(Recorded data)
►
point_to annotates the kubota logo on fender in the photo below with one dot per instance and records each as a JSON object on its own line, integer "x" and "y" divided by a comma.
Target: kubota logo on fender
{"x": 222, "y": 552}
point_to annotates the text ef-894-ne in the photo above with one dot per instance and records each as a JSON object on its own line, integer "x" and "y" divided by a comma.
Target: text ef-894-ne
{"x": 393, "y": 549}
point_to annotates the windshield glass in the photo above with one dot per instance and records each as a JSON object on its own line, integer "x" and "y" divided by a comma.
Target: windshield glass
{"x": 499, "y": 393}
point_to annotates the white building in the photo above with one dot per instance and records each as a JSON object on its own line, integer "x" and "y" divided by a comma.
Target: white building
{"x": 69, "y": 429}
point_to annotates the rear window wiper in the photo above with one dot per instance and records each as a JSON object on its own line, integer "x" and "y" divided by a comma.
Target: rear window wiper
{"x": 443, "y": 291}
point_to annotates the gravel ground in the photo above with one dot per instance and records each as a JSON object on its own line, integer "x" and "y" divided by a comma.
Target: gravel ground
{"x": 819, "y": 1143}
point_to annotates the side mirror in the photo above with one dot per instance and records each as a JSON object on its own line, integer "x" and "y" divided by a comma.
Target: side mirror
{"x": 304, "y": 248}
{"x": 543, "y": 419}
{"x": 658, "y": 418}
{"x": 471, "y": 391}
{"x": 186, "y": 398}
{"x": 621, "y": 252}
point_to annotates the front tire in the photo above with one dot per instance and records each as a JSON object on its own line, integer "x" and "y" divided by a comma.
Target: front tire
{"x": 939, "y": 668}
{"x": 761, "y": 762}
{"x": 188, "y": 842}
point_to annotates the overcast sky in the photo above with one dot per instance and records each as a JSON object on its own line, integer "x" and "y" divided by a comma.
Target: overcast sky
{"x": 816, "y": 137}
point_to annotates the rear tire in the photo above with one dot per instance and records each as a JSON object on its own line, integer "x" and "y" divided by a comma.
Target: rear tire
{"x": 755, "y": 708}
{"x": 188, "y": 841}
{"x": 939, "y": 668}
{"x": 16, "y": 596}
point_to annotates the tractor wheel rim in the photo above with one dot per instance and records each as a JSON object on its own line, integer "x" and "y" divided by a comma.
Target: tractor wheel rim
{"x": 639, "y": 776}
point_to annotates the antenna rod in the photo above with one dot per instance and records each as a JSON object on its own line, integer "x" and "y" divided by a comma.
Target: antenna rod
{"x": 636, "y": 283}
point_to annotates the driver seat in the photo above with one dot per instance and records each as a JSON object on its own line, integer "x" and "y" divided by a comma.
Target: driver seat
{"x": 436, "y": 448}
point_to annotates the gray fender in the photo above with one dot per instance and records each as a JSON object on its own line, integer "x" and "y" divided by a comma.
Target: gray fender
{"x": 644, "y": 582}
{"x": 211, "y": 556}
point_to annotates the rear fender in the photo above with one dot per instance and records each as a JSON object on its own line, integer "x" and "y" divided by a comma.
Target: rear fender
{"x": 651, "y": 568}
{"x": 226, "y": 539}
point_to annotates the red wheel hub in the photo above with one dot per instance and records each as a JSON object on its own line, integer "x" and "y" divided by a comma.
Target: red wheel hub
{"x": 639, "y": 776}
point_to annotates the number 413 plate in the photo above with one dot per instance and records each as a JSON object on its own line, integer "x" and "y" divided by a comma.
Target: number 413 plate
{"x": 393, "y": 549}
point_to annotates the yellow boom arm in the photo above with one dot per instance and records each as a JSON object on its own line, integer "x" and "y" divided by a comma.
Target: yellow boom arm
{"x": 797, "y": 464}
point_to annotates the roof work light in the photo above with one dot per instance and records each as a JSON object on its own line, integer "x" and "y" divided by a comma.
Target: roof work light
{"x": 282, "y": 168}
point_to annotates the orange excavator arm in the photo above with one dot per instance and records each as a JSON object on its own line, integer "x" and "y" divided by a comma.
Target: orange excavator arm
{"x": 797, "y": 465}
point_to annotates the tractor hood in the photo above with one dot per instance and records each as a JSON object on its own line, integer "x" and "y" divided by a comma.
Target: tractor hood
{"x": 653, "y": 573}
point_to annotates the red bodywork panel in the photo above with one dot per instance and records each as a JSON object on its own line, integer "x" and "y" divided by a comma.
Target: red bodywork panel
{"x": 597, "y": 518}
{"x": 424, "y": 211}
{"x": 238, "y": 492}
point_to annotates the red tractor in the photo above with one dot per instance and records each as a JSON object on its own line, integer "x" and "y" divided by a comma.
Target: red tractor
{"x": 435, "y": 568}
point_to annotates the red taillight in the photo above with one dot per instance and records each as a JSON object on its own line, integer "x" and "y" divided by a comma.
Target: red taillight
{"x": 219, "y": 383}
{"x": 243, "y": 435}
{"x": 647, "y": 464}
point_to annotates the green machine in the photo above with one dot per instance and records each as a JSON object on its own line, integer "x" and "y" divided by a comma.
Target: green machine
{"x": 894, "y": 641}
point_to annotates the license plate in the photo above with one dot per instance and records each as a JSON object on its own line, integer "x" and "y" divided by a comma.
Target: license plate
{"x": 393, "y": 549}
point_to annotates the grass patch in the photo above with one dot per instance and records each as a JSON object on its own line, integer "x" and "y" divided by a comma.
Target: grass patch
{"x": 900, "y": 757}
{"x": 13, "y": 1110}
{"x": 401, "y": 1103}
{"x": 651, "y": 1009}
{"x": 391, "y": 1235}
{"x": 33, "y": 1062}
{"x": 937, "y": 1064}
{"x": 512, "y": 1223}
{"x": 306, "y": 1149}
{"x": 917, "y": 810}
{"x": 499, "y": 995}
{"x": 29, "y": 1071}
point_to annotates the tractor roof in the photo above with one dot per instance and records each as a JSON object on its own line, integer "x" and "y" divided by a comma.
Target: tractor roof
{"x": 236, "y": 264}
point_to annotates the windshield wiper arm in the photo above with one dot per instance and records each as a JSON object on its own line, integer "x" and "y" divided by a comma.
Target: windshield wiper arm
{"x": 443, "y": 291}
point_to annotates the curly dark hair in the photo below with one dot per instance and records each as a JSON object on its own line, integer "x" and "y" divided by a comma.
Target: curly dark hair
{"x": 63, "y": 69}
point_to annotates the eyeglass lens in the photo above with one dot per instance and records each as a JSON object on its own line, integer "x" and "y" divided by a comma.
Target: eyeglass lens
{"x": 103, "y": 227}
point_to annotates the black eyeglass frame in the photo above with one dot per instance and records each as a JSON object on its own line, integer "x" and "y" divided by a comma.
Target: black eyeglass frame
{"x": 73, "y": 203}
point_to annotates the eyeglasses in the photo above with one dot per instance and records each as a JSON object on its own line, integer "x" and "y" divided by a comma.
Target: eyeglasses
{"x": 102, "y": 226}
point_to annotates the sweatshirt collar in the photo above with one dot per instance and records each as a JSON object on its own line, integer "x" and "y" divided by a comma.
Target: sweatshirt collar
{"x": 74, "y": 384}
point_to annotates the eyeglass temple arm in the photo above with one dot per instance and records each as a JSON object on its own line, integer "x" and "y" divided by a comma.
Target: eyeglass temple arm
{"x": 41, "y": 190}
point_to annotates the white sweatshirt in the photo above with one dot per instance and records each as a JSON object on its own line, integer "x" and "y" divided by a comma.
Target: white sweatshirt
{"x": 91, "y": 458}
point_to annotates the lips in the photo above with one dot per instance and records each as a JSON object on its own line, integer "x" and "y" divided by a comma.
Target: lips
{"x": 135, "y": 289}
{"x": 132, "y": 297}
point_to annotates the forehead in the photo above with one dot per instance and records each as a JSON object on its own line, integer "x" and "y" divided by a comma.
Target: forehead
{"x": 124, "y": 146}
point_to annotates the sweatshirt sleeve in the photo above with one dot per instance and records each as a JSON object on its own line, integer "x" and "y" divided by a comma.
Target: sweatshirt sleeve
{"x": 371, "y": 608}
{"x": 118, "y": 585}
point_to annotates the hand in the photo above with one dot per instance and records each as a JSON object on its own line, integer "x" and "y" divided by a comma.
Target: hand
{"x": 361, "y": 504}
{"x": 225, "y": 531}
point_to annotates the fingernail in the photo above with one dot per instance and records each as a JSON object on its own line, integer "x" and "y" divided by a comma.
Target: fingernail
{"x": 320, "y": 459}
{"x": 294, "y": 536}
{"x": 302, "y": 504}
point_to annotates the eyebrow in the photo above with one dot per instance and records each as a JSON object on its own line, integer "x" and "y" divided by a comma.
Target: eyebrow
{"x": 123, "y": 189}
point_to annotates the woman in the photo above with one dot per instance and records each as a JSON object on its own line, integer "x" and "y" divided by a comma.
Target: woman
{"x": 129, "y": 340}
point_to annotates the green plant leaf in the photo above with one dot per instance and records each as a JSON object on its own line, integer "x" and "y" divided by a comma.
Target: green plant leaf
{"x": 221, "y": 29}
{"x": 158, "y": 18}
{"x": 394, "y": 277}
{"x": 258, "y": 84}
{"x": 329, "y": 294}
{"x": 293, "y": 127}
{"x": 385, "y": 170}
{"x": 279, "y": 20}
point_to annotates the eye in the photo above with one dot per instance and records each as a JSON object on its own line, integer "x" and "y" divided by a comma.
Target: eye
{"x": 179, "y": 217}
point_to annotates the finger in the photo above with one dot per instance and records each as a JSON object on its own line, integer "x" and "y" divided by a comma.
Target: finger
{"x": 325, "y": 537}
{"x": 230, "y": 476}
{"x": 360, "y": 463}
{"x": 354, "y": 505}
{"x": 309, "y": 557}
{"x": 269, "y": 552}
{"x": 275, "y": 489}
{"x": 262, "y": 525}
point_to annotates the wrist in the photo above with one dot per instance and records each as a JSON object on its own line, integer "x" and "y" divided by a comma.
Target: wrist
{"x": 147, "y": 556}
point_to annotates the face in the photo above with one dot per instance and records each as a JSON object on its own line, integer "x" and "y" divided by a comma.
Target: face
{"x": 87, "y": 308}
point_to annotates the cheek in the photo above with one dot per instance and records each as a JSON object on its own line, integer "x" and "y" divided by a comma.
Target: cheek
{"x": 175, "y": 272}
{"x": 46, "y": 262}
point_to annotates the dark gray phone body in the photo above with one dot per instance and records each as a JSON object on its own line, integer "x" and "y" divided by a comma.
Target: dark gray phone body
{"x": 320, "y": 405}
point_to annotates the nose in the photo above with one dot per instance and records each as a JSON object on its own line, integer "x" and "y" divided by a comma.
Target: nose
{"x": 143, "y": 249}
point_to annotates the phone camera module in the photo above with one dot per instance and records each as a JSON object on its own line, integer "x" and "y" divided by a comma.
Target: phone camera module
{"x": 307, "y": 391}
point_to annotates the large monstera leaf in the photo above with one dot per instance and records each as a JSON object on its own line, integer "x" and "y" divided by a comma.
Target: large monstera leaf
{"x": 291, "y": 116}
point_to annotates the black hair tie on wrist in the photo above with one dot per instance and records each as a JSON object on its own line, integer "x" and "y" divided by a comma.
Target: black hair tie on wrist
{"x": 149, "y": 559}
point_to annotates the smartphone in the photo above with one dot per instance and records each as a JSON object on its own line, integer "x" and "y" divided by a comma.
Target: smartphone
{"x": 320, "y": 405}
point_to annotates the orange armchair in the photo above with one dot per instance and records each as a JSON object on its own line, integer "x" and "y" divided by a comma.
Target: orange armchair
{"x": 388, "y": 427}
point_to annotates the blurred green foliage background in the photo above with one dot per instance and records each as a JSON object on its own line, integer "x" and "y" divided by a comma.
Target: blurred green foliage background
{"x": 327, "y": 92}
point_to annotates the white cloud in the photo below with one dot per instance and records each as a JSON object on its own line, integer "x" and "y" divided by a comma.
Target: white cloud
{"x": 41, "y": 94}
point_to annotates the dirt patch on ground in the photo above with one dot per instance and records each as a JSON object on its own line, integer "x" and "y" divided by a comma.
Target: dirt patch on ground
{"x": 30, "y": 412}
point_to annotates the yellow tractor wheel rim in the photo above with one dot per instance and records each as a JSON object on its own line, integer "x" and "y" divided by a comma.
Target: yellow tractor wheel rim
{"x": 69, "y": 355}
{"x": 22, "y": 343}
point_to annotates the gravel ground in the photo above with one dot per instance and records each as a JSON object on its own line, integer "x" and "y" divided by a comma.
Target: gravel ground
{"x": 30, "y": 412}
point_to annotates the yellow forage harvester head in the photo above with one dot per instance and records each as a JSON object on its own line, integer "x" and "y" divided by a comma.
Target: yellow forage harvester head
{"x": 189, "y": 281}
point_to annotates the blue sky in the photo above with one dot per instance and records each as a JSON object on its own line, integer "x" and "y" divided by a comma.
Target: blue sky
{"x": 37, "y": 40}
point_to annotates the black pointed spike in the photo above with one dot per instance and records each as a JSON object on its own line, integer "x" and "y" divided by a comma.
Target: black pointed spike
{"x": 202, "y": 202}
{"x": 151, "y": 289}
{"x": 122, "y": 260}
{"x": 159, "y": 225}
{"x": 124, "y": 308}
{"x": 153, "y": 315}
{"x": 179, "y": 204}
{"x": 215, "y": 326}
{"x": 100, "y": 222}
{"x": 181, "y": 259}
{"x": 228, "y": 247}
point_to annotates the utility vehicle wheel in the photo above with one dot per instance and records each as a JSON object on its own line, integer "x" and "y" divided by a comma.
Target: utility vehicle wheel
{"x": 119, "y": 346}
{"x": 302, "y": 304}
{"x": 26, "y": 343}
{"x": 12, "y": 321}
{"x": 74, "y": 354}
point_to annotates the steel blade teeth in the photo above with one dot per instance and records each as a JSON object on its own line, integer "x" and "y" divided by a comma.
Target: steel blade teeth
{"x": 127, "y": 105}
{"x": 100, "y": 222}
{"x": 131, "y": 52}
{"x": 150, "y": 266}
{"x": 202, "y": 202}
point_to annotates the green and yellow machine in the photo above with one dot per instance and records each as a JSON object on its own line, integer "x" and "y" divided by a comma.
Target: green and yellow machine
◄
» **What the task requires**
Filter the records above and return every line that holds the word "below".

» **Response**
point_to annotates the kubota logo on fender in the photo below with one dot per instance and records each as a JSON object on its own line, integer "x" and "y" divided by a comma.
point_to annotates the curly dark hair in the photo below with one dot per instance and records each as a JSON object on its own line, integer "x" and "y" divided by a comma.
point_to annotates the white cloud in the photo below with one dot per instance and records each as a JSON object on its own line, integer "x" and "y" divided by a comma.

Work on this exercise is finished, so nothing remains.